Work instructions
Extract the complete data exactly as given.

Records to process
* * *
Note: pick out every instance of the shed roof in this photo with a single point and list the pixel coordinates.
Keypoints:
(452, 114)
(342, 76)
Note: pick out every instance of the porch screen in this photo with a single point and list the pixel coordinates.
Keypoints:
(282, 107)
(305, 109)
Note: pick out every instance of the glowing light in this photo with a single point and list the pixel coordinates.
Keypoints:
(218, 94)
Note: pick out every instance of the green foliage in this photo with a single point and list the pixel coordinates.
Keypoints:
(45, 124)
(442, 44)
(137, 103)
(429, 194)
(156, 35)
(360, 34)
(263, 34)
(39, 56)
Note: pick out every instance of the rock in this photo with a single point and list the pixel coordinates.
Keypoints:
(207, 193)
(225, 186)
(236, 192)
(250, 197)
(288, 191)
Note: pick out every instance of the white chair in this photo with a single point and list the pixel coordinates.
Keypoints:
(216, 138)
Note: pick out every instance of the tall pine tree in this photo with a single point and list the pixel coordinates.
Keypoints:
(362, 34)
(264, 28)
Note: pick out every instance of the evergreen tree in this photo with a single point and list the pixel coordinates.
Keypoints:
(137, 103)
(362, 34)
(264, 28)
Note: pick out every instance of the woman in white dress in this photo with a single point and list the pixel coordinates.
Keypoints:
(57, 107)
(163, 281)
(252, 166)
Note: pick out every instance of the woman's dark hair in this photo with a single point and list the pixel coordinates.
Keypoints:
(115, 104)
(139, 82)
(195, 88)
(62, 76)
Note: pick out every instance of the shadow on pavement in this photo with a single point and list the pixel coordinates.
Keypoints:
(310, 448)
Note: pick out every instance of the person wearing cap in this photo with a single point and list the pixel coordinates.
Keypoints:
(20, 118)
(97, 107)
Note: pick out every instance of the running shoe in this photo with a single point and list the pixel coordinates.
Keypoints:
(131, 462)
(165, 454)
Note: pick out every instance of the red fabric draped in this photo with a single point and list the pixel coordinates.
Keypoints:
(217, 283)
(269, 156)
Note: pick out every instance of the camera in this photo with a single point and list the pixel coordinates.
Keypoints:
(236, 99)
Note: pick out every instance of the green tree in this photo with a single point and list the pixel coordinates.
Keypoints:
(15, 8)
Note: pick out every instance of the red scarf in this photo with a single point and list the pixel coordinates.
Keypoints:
* * *
Your response
Note: pick out every instance of the shed roof in this photo with a single point and list the pixel coordinates.
Keypoints:
(452, 114)
(342, 76)
Note: pick out every instance of the porch screen in this photo with a single point and list the pixel coordinates.
Keypoints:
(282, 107)
(305, 109)
Note: pick out every instance of the glowing light in this photo with a single point and list the pixel coordinates.
Keypoints:
(218, 94)
Note: pick out every instance of the green foliage in this photo with a single point and list the pixel coordinates.
Keypoints:
(45, 124)
(442, 44)
(137, 103)
(429, 194)
(156, 35)
(360, 34)
(263, 34)
(39, 56)
Note: pick out every instance of the rock in this photo with a single point and list the pixel coordinates.
Keypoints:
(207, 193)
(225, 186)
(236, 192)
(250, 197)
(288, 191)
Note: pick out every instance of the white chair in this photo with a single point and list the pixel coordinates.
Keypoints:
(216, 138)
Note: pick out every instance of the tall pine tree in this photo with a single point and list the pixel coordinates.
Keypoints:
(362, 34)
(264, 28)
Note: pick out every instance of the evergreen tree in this photo with a single point and list the pixel coordinates.
Keypoints:
(137, 103)
(362, 34)
(264, 28)
Note: pick out every instance of the woman in white dress in this photo with a single point and list the pixel coordinates.
Keypoints:
(57, 107)
(163, 281)
(252, 166)
Note: pick out every instance of the woman's dark hair in this photo with a single point and list the pixel coordinates.
Keypoints:
(115, 104)
(139, 82)
(195, 88)
(62, 76)
Note: pick out every instance of the shadow on pavement in this photo with a single point and list the pixel coordinates.
Keypoints:
(310, 448)
Note: pick out every instance of the person wearing cap in this photo with a single point and list the pixel coordinates.
Keypoints:
(20, 118)
(97, 107)
Note: pick out every instance of the running shoe in this photo with a single point and list the pixel coordinates.
Keypoints:
(131, 462)
(165, 454)
Note: pick out every instance of the red fabric draped in this photo with a single point and list the pixel coordinates.
Keypoints:
(217, 283)
(269, 156)
Note: pick out every instance of the camera in this photo with a single point and list the pixel coordinates.
Keypoints:
(236, 99)
Note: pick out every instance of the green tree in this photo with a single point and list the pixel coordinates.
Keypoints:
(15, 8)
Note: pick out every instance of the red scarf in this photo with a single point and list the pixel coordinates.
Keypoints:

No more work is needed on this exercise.